> TASK DIRECTIONS: Nothing in the records below should be altered in the copy, although the pictures must be left out.

Collected data
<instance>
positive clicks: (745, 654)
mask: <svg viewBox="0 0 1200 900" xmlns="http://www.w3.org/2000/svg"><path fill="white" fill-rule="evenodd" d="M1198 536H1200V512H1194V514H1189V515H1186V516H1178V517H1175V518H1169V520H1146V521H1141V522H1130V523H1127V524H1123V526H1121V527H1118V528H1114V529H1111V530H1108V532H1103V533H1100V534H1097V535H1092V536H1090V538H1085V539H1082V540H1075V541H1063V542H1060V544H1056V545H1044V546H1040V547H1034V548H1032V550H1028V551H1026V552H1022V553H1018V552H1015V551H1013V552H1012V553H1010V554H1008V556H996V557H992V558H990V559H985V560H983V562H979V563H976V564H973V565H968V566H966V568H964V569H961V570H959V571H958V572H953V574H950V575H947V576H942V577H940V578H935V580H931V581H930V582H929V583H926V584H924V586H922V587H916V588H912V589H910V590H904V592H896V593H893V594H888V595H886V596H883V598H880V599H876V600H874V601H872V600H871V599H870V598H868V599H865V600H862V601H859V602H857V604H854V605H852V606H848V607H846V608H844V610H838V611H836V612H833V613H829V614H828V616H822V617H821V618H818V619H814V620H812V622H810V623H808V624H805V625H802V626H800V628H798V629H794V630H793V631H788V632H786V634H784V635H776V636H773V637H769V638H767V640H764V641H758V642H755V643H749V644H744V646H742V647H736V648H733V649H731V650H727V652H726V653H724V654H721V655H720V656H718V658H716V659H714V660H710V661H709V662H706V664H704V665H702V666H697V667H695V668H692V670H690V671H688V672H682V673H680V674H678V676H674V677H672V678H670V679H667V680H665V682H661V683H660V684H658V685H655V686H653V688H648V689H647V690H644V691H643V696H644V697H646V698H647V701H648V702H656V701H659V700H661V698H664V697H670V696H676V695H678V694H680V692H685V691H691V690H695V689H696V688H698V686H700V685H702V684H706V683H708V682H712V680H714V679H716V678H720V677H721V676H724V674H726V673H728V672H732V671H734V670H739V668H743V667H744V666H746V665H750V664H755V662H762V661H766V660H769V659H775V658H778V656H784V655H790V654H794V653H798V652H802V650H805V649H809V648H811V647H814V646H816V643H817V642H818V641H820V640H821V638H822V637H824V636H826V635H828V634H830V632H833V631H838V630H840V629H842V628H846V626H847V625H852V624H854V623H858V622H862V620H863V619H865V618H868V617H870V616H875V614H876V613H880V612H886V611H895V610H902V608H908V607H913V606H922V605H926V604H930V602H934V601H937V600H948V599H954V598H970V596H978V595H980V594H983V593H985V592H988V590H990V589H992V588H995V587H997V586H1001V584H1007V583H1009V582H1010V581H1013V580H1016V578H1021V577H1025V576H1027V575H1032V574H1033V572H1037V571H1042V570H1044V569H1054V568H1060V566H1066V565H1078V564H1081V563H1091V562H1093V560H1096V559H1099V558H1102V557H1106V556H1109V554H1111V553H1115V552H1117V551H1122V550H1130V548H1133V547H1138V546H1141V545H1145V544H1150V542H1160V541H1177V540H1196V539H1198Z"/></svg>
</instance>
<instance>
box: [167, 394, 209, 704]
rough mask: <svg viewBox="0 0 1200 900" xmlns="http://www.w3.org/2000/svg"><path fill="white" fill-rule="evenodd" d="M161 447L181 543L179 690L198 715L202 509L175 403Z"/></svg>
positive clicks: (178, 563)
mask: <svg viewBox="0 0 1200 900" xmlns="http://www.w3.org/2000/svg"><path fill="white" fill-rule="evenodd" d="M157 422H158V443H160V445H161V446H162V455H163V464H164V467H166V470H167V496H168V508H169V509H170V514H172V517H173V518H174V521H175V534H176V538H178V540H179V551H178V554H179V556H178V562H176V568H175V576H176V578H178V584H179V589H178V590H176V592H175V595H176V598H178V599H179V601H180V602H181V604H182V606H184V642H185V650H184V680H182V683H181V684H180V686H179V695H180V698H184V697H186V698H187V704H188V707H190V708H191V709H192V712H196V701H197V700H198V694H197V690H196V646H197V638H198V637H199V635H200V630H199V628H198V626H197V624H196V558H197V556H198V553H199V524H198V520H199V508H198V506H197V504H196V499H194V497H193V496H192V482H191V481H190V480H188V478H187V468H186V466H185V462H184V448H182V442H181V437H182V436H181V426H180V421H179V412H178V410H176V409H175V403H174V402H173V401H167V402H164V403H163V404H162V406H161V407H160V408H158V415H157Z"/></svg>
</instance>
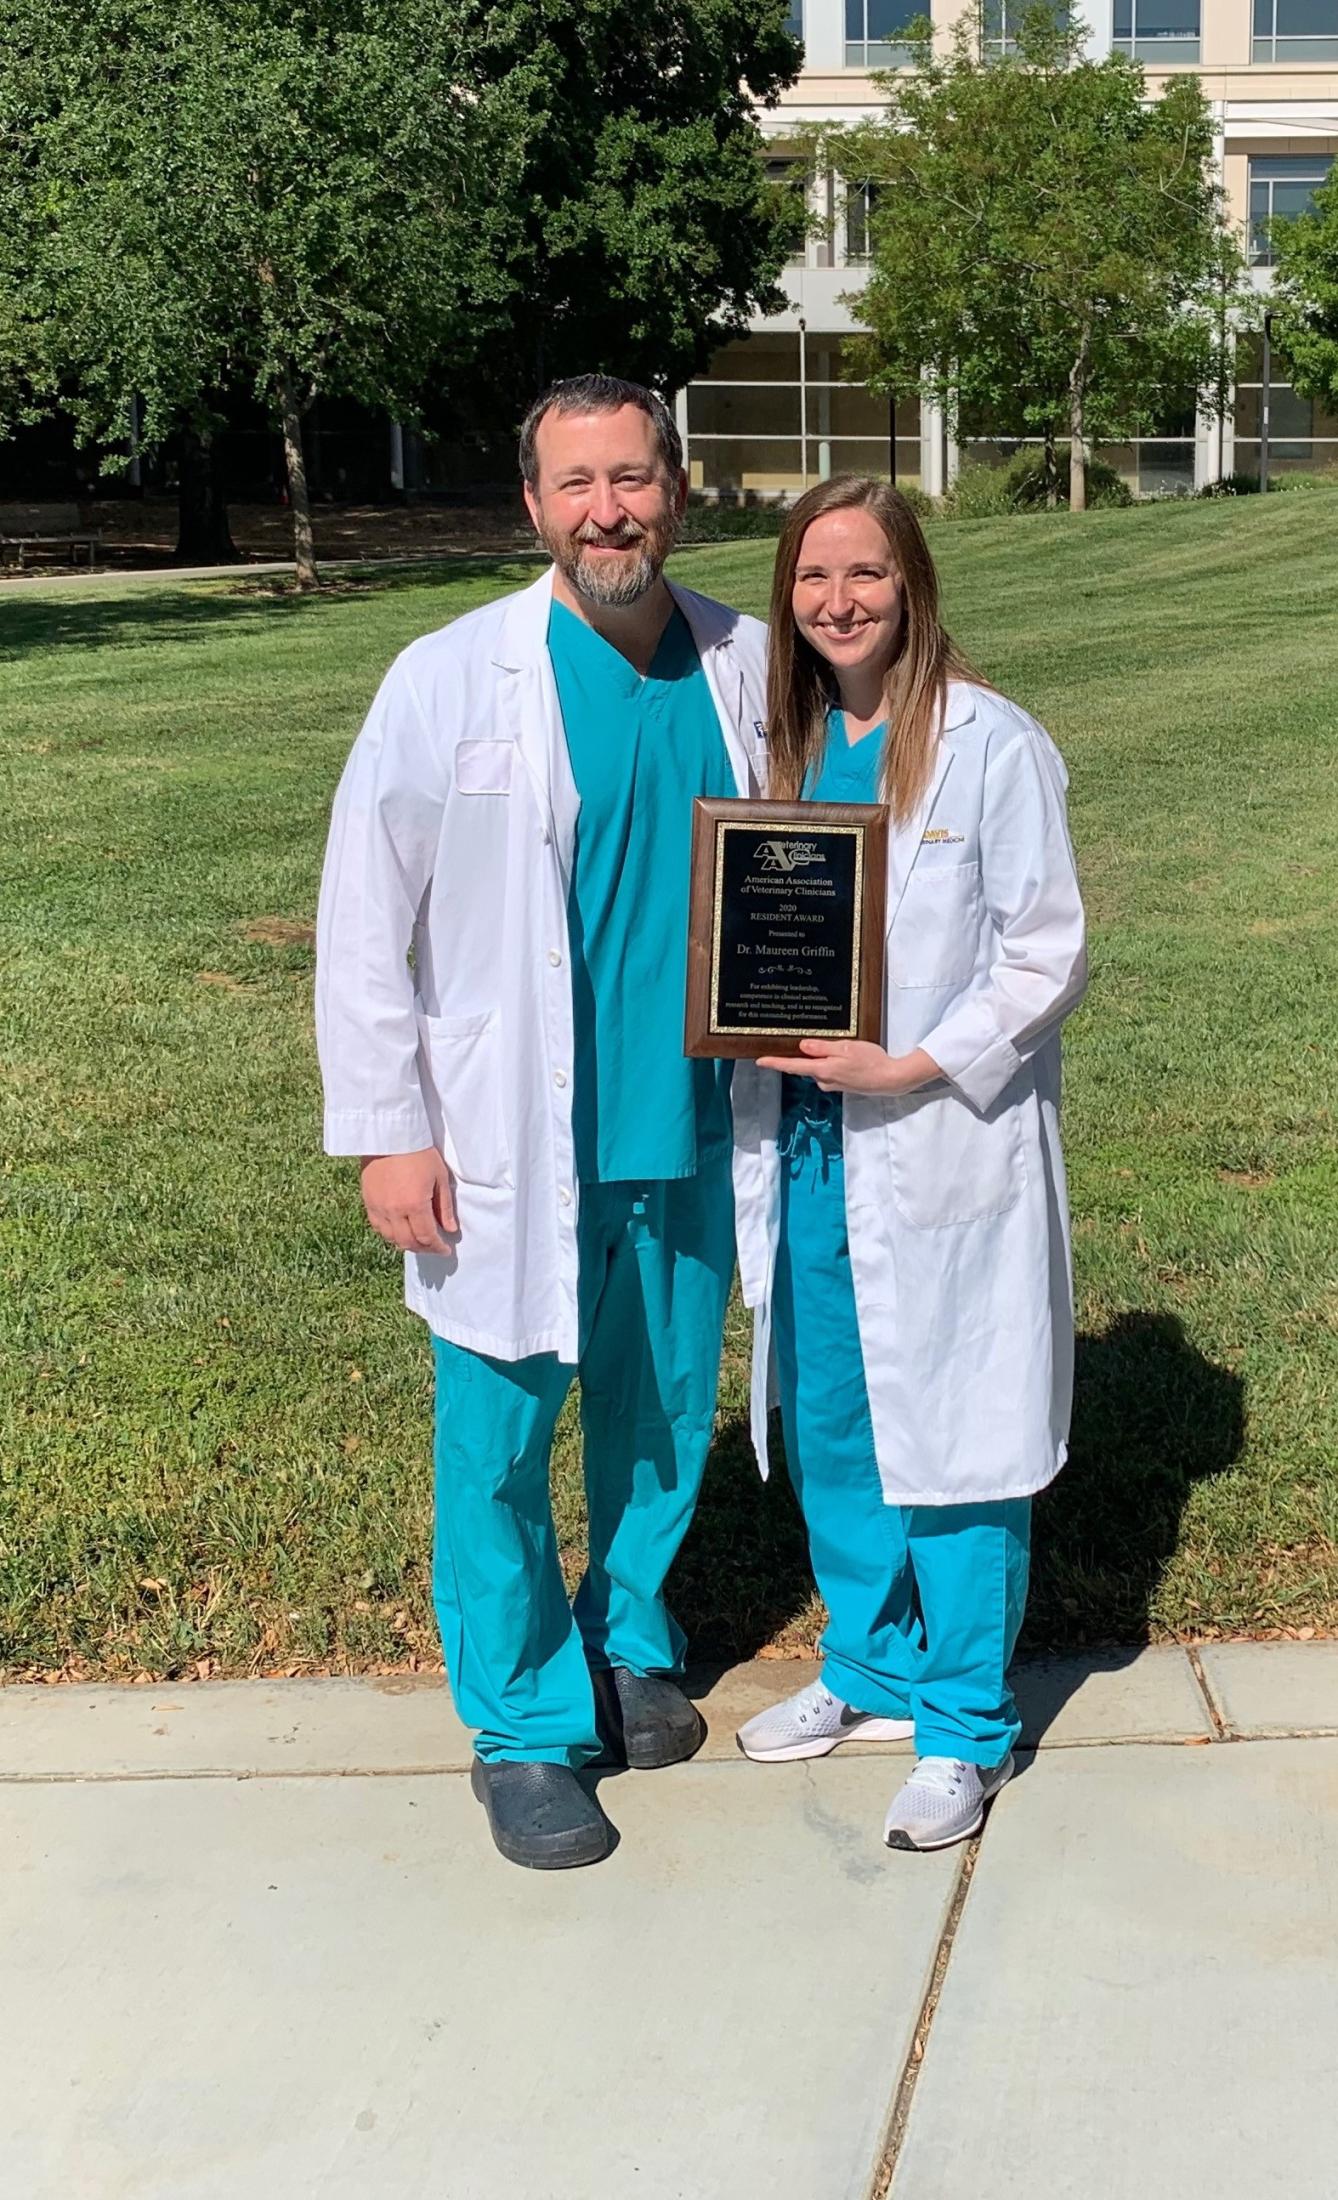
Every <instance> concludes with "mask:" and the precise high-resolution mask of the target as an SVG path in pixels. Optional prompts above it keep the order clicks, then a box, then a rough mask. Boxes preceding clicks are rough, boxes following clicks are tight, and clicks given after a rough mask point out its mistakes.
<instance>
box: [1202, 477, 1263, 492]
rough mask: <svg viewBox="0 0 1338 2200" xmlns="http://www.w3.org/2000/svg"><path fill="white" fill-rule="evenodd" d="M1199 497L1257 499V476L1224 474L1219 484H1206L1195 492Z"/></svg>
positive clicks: (1210, 483)
mask: <svg viewBox="0 0 1338 2200" xmlns="http://www.w3.org/2000/svg"><path fill="white" fill-rule="evenodd" d="M1197 495H1199V497H1257V495H1259V475H1257V473H1224V475H1221V480H1219V482H1208V484H1206V486H1204V488H1199V491H1197Z"/></svg>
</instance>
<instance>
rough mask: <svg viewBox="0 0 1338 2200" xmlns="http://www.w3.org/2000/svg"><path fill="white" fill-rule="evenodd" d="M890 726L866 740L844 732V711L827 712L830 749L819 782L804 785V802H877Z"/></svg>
mask: <svg viewBox="0 0 1338 2200" xmlns="http://www.w3.org/2000/svg"><path fill="white" fill-rule="evenodd" d="M885 746H887V726H874V730H871V733H867V735H865V737H863V741H852V739H849V735H847V730H845V711H827V746H825V750H823V761H821V766H819V774H816V779H814V777H812V774H810V779H808V781H805V785H803V799H805V803H878V801H882V796H880V792H878V781H880V777H882V750H885Z"/></svg>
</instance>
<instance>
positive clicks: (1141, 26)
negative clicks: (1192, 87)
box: [1114, 0, 1202, 66]
mask: <svg viewBox="0 0 1338 2200" xmlns="http://www.w3.org/2000/svg"><path fill="white" fill-rule="evenodd" d="M1199 15H1202V7H1199V0H1116V35H1114V44H1116V48H1118V51H1120V53H1129V55H1133V59H1136V62H1151V64H1153V66H1158V64H1166V62H1197V59H1199Z"/></svg>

> WRITTEN REPLY:
<instance>
positive clicks: (745, 654)
mask: <svg viewBox="0 0 1200 900" xmlns="http://www.w3.org/2000/svg"><path fill="white" fill-rule="evenodd" d="M1198 536H1200V512H1194V514H1189V515H1186V516H1178V517H1175V518H1169V520H1146V521H1141V522H1130V523H1127V524H1123V526H1121V527H1118V528H1114V529H1111V530H1108V532H1103V533H1100V534H1097V535H1092V536H1090V538H1085V539H1082V540H1075V541H1063V542H1060V544H1056V545H1044V546H1040V547H1034V548H1032V550H1028V551H1026V552H1022V553H1018V552H1015V551H1013V552H1012V553H1010V554H1008V556H996V557H992V558H990V559H985V560H983V562H979V563H976V564H973V565H968V566H966V568H964V569H961V570H959V571H958V572H953V574H950V575H947V576H942V577H940V578H935V580H931V581H930V582H929V583H926V584H924V586H922V587H916V588H912V589H910V590H904V592H896V593H893V594H888V595H886V596H883V598H880V599H876V600H874V601H872V600H871V599H870V598H868V599H865V600H862V601H859V602H857V604H854V605H852V606H848V607H846V608H844V610H838V611H836V612H833V613H829V614H828V616H822V617H821V618H818V619H814V620H812V622H810V623H808V624H805V625H802V626H800V628H798V629H794V630H793V631H788V632H786V634H784V635H776V636H773V637H769V638H767V640H764V641H758V642H755V643H749V644H744V646H742V647H736V648H733V649H731V650H727V652H726V653H724V654H721V655H720V656H718V658H716V659H714V660H710V661H709V662H706V664H704V665H702V666H697V667H695V668H692V670H690V671H688V672H682V673H680V674H678V676H674V677H672V678H670V679H667V680H665V682H661V683H660V684H658V685H655V686H653V688H648V689H647V690H644V691H643V696H644V697H646V698H647V701H648V702H656V701H659V700H661V698H664V697H670V696H676V695H678V694H680V692H685V691H691V690H695V689H696V688H698V686H700V685H702V684H706V683H708V682H712V680H714V679H716V678H720V677H721V676H724V674H726V673H728V672H732V671H734V670H739V668H743V667H744V666H746V665H750V664H755V662H762V661H766V660H769V659H775V658H778V656H784V655H790V654H794V653H798V652H802V650H805V649H809V648H811V647H814V646H816V643H817V642H818V641H820V640H821V638H822V637H824V636H826V635H828V634H830V632H833V631H838V630H840V629H842V628H846V626H847V625H852V624H854V623H858V622H862V620H863V619H865V618H868V617H870V616H875V614H876V613H880V612H886V611H895V610H902V608H908V607H913V606H922V605H926V604H930V602H934V601H937V600H948V599H954V598H970V596H978V595H980V594H983V593H985V592H988V590H990V589H992V588H995V587H997V586H1001V584H1007V583H1009V582H1010V581H1013V580H1016V578H1021V577H1025V576H1027V575H1032V574H1033V572H1037V571H1042V570H1044V569H1054V568H1060V566H1066V565H1078V564H1081V563H1091V562H1093V560H1096V559H1099V558H1102V557H1106V556H1109V554H1111V553H1115V552H1117V551H1122V550H1130V548H1133V547H1138V546H1141V545H1145V544H1150V542H1160V541H1177V540H1196V539H1198Z"/></svg>
</instance>
<instance>
box: [167, 394, 209, 704]
rough mask: <svg viewBox="0 0 1200 900" xmlns="http://www.w3.org/2000/svg"><path fill="white" fill-rule="evenodd" d="M161 447L181 543L179 690L198 715L202 509L175 403Z"/></svg>
positive clicks: (178, 563)
mask: <svg viewBox="0 0 1200 900" xmlns="http://www.w3.org/2000/svg"><path fill="white" fill-rule="evenodd" d="M157 422H158V443H160V445H161V446H162V455H163V464H164V467H166V470H167V496H168V508H169V509H170V514H172V517H173V518H174V521H175V534H176V538H178V540H179V551H178V554H179V556H178V562H176V568H175V576H176V578H178V584H179V589H178V590H176V592H175V595H176V598H178V599H179V601H180V602H181V604H182V606H184V642H185V650H184V680H182V683H181V684H180V686H179V695H180V698H184V697H186V698H187V704H188V707H190V708H191V709H192V712H196V701H197V700H198V694H197V690H196V646H197V638H198V637H199V635H200V630H199V628H198V626H197V624H196V558H197V556H198V553H199V524H198V520H199V508H198V506H197V504H196V499H194V497H193V496H192V482H191V481H190V480H188V478H187V468H186V466H185V462H184V448H182V442H181V437H182V436H181V426H180V421H179V412H178V410H176V409H175V403H174V402H173V401H167V402H164V403H163V404H162V406H161V407H160V408H158V415H157Z"/></svg>
</instance>
Every <instance> concludes with "mask:" and the precise high-resolution mask of the target as an SVG path in pixels. Optional prompts above it keep the order clicks, then a box, then a rough mask. Boxes preceding clicks are rough, boxes following clicks are tight, and clicks given after a rough mask point out its mistakes.
<instance>
box: [1202, 477, 1263, 492]
rough mask: <svg viewBox="0 0 1338 2200" xmlns="http://www.w3.org/2000/svg"><path fill="white" fill-rule="evenodd" d="M1199 497L1257 499V476L1224 474L1219 484H1206L1195 492Z"/></svg>
positive clicks: (1210, 483)
mask: <svg viewBox="0 0 1338 2200" xmlns="http://www.w3.org/2000/svg"><path fill="white" fill-rule="evenodd" d="M1197 495H1199V497H1257V495H1259V475H1257V473H1224V475H1221V480H1219V482H1208V484H1206V486H1204V488H1199V491H1197Z"/></svg>
</instance>
<instance>
rough mask: <svg viewBox="0 0 1338 2200" xmlns="http://www.w3.org/2000/svg"><path fill="white" fill-rule="evenodd" d="M890 726L866 740L844 732V711L827 712L830 749L819 782L804 785V802H877Z"/></svg>
mask: <svg viewBox="0 0 1338 2200" xmlns="http://www.w3.org/2000/svg"><path fill="white" fill-rule="evenodd" d="M885 746H887V726H874V730H871V733H867V735H865V737H863V741H852V739H849V735H847V730H845V711H827V746H825V750H823V761H821V766H819V774H816V779H814V777H812V774H810V779H808V781H805V785H803V799H805V803H878V801H882V796H880V792H878V781H880V777H882V750H885Z"/></svg>
</instance>
<instance>
positive clicks: (1141, 26)
negative clicks: (1192, 87)
box: [1114, 0, 1202, 66]
mask: <svg viewBox="0 0 1338 2200" xmlns="http://www.w3.org/2000/svg"><path fill="white" fill-rule="evenodd" d="M1199 15H1202V7H1199V0H1116V35H1114V44H1116V48H1118V51H1120V53H1129V55H1133V59H1136V62H1151V64H1153V66H1158V64H1166V62H1197V59H1199Z"/></svg>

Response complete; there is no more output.